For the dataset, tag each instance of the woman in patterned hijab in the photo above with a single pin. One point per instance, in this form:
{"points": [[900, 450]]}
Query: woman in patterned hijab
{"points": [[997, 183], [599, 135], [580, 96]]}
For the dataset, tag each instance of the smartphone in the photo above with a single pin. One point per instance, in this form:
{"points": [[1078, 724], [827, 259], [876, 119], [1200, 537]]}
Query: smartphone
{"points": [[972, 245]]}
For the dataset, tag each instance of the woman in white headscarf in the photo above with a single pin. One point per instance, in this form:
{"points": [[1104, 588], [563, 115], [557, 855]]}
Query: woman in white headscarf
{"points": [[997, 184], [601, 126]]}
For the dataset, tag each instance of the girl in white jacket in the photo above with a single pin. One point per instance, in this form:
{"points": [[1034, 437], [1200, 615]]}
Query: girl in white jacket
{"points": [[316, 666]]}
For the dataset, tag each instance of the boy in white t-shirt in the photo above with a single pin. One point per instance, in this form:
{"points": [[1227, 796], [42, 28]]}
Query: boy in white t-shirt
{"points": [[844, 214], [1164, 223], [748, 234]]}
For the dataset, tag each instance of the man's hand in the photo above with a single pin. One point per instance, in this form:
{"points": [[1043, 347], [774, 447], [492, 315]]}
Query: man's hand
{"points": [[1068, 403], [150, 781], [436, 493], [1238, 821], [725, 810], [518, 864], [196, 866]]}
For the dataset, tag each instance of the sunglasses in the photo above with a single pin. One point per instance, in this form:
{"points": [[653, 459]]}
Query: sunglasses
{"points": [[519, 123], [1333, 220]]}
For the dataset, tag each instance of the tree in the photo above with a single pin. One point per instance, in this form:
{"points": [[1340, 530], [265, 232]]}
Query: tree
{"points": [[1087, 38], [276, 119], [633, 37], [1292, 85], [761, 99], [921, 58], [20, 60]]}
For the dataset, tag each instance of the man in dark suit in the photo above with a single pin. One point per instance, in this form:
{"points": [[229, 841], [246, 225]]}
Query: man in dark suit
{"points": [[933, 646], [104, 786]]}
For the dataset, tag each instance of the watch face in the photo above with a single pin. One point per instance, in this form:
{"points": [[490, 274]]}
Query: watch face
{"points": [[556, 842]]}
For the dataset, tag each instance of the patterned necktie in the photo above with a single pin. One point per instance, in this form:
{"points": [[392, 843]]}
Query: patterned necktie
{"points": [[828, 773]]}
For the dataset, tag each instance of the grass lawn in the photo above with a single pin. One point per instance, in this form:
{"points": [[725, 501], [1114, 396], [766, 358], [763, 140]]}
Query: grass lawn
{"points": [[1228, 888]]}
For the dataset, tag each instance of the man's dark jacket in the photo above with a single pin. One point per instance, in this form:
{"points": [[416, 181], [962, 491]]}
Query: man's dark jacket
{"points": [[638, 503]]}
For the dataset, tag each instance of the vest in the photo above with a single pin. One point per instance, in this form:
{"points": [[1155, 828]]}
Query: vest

Exercise goal: Every line above should be printed again exactly as it stands.

Result for this exercise:
For the dataset, tag each instance of the woman in patterned hijab in the photo above with a single pin. One point per instance, in this form:
{"points": [[900, 450]]}
Query: woman in patterned hijab
{"points": [[997, 183], [599, 135], [580, 96]]}
For the dataset, tag each instance of the smartphone in the photo above with a single pin. One point per instance, in this form:
{"points": [[1078, 724], [827, 259], [876, 119], [1200, 537]]}
Query: smartphone
{"points": [[972, 245]]}
For the dataset, tag each instance of the woman in white headscarf in the photo above with a single pin. One point per instance, in this form:
{"points": [[1104, 588], [563, 115], [557, 855]]}
Query: woman in white headscarf
{"points": [[997, 184], [601, 126]]}
For the dataset, tag each instance of the girl in white jacket in the photo above with a single pin. One point per instance, in this form:
{"points": [[1034, 437], [1200, 615]]}
Query: girl in white jacket
{"points": [[316, 666]]}
For the dataset, tag each instance of the boy in white t-shirt in the photo above with a single pin. One point per instance, in this form:
{"points": [[1227, 796], [42, 28]]}
Query: boy in white t-shirt
{"points": [[844, 214], [1164, 223], [748, 234]]}
For the dataset, tag each instance of the man's hand in the photo above with a single pin. One point per instance, in this form:
{"points": [[1043, 347], [774, 447], [492, 315]]}
Query: man's hand
{"points": [[1068, 403], [150, 781], [436, 493], [1238, 821], [725, 810], [518, 864], [196, 866]]}
For the dataset, tag each instance of the sunglasses in the photo above with a single pin. One point per instance, in this form:
{"points": [[653, 459]]}
Query: sunglasses
{"points": [[519, 123], [1333, 220]]}
For the dataset, tag each instance of the tree in the photo above with a single pin. One point per instance, in this form:
{"points": [[1340, 530], [265, 232]]}
Query: tree
{"points": [[1087, 38], [276, 119], [633, 37], [1292, 85], [761, 99], [921, 58], [20, 60]]}
For the dataset, tag each instance of the man in dark suit in the photo above with a single pin. One point per instance, in this form:
{"points": [[229, 841], [246, 225]]}
Query: man in dark suit
{"points": [[933, 646], [104, 786]]}
For the dataset, tag each instance of the watch face in the photo above with a single pin. One point per instance, in this form:
{"points": [[490, 274]]}
Query: watch face
{"points": [[556, 842]]}
For the dataset, tag each instance of the patterned necktie in the photo above with a single pin. One point per instance, in this form:
{"points": [[392, 843]]}
Query: patterned necktie
{"points": [[828, 773]]}
For the dataset, tag each instance of the grass lawn in the photo above with a single pin. One point per instance, in this form:
{"points": [[725, 501], [1114, 396], [766, 358], [763, 140]]}
Query: grass lawn
{"points": [[1228, 888]]}
For the dataset, tag each instance of the man's dark jacket in the photo above with a single pin. One point per instance, in this form:
{"points": [[416, 181], [962, 491]]}
Query: man's dark jacket
{"points": [[638, 503]]}
For the dataset, tag each instance of the vest in the photo above with a single pin. One point per instance, in this form:
{"points": [[1155, 828]]}
Query: vest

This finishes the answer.